*GIVEN DATA*.
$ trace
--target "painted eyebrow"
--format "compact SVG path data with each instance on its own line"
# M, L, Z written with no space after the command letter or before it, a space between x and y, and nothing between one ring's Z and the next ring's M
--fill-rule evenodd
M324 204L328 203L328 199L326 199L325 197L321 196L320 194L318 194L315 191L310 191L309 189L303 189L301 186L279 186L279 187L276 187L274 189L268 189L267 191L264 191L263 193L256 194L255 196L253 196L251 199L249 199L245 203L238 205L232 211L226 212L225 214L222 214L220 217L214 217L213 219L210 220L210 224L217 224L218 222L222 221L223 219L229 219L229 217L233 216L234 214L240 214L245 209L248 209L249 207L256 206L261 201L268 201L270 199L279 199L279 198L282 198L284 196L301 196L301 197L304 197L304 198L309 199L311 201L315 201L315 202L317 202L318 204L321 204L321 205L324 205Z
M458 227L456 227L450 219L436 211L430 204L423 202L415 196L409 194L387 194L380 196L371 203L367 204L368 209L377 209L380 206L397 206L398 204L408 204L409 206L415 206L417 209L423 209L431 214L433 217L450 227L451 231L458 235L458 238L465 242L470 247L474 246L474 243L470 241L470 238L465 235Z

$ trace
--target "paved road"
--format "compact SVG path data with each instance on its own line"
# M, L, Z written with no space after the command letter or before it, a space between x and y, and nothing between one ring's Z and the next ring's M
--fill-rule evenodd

*INSTRUCTIONS FOR THE TASK*.
When you reach this point, go back and write out each record above exactly.

*ANSWER SECTION*.
$ trace
--target "painted eyebrow"
--format "compact SVG path data with each instance on its own line"
# M, L, Z written with no space after the command letter or before it, a space between x and y, and nothing between one ring's Z and the next ring's M
--fill-rule evenodd
M324 204L328 203L328 199L326 199L325 197L321 196L320 194L318 194L315 191L310 191L309 189L303 189L301 186L279 186L279 187L276 187L274 189L268 189L267 191L264 191L263 193L256 194L255 196L253 196L251 199L249 199L245 203L238 205L232 211L226 212L225 214L222 214L220 217L214 217L213 219L210 220L210 224L217 224L218 222L222 221L223 219L229 219L229 217L233 216L234 214L240 214L245 209L248 209L249 207L256 206L261 201L268 201L270 199L279 199L279 198L282 198L284 196L301 196L301 197L304 197L304 198L309 199L311 201L315 201L315 202L317 202L318 204L321 204L321 205L324 205Z
M458 227L456 227L450 219L436 211L430 204L423 202L415 196L409 194L387 194L380 196L371 203L367 204L368 209L377 209L380 206L397 206L398 204L408 204L409 206L415 206L417 209L423 209L431 214L433 217L450 227L451 231L458 235L458 238L465 242L470 247L474 246L474 243L470 241L470 238L465 235Z

$ trace
--target "paved road"
--format "compact SVG path data with each instance on its own line"
# M, L, Z written with no space after the command letter or before it, a space between x and y, and nothing between one ring's Z and the next ring's M
--fill-rule evenodd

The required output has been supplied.